§ Text passage:
START

Sunday, June 19 – Þórsmörk Day 1

Stakkholtsgjá gorge at Þórsmörk

Stakkholtsgjá gorge at Þórsmörk

Today we visited Þórsmörk (pronounced “thors-mork”), or “Thor’s woods,” named after the Norse god Thor. Njáls saga, considered the greatest Icelandic saga, took place in this and surrounding areas.  A lot of landmarks are prominent, such as Einhyrningur, or Unicorn Mountain, a large rock with an outcrop that looks like a unicorn’s horn.

On the way we stopped at Seljalandsfoss. The falls are a popular spot with a lot of tour buses.  They are notable because people can walk behind the waterfall for photos.  Many weddings are done in front of the falls. I took the stairs and path behind the falls and got some good pics and video.

Þórsmörk is surrounded by three glaciers, which is what gives the area its power – Mýrdalsjökull, Eyjafjallajökull, and Tindfjallajökull.  The first two glaciers come together in a V that marks the heart of Þórsmörk .  This area holds the Markarfljót river, which is really a series of glacial streams that eventually merge. Every year these streams expand from glacial melt, so you can see a lot of levees and earthworks to try to control the river from moving and flooding.  There is only one small gravel road with no bridges, so the bus forged through the streams of Markarfljót directly several times. I was amazed that the bus could make so many stream and river crossings successfully, but it did.

Towering over us were the Mýrdalsjökull and Eyjafjallajökull glaciers. Eyjafjallajökull (pronounced “A-ya fiat-la yo-kult“), contains a volcano that erupted in 2010.  The ash grounded air traffic for weeks. Mýrdalsjökull contains the Katla volcano, which is overdue for an eruption. Its normal period is period is 80 years, but the most recent eruption was 1826, almost 100 years ago.  Katla also usually erupts shortly after Eyjafjallajökull, so Icelanders expect into happen anytime. When it does erupt, it will fill the valley with melted ice, which is why the Markarfljót river fills so much of the valley.

Mýrdalsjökull glacier at Þórsmörk

Mýrdalsjökull glacier at Þórsmörk

Lupine is growing throughout them area. Dr. Slater told us he was here in 2011 with people from the Soil Conservation Service.  They were trying to eliminate the lupine because it is considered invasive.  They came in with huge sprayers and blanketed slope with roundup – but the lupine is still growing so they were not very successful.

Boulders in the Þórsmörk valley

Boulders in the Þórsmörk valley

As we drove into Þórsmörk, we could see large boulders all over valley.  Dr. Slater said they resulted from the collapse of a hill slope in January 1967.  Tons of rocks collapsed, turning all the ice around them into a slurry of fast moving water.  The water took little pieces away, but dropped the bigger rocks here.  Fortunately it was the dead of winter, so no one was around at the time.

END

§ Jobs:
- 1) Name the glaciers that the Þórsmörk travel account says surround the area.
- 2) According to the Þórsmörk travel account, when did the hill slope collapse that left the boulders in the valley?
- 3) Carry on the Þórsmörk travel account from its final sentence.

Stored entries
START

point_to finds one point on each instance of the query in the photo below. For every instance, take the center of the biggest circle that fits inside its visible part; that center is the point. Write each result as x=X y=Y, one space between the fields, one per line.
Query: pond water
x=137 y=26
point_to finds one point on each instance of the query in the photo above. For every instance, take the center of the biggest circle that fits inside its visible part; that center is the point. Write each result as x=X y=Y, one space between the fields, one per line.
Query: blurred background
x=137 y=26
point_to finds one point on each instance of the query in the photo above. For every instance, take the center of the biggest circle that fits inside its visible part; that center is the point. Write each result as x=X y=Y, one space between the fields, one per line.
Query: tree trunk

END

§ Outputs:
- 1) Mýrdalsjökull, Eyjafjallajökull, Tindfjallajökull

- 2) January 1967

- 3)
We did two hikes. The first was to see a glacier up close: the Eyjafjallajökull glacier with the Gígjökull glacial tongue hanging down. Eyjafjallajökull is the Icelandic volcano that erupted in 2010, stopping air traffic across Europe for several weeks. It was a long hike up and down through pebble sand to the glacier. Aw we approached, we heard water running.   First we saw water seeping out of the side of the mountain, then a stream coming through a fissure in the rocks.  Finally after rounding a large hill, we saw the Gígjökull  glacier tongue with a river flowing in front of it.

Eyjafjallajökull glacier on top with Gígjökull tongue handing down

Eyjafjallajökull glacier on top with Gígjökull tongue handing down

Ice cave at the bottom of the Gígjökull glacier

Ice cave at the bottom of the Gígjökull glacier

Several of the other students crossed the river to go to the bottom of the glacial tongue which formed an ice cave.  Their forms were so small compared to the ice cave, which itself was small compared to the Gígjökull  glacier, which was just an offshoot of the Eyjafjallajökull glacier above.  Yet the entire area is melting.  On the way out we saw photos of what the glacier looked like before and after the eruption.  The glacier was much larger before the 2010 eruption, which took out a lot of ice – but even so the glacier was noticeably smaller now than when last year’s trip visited visited in August 2015.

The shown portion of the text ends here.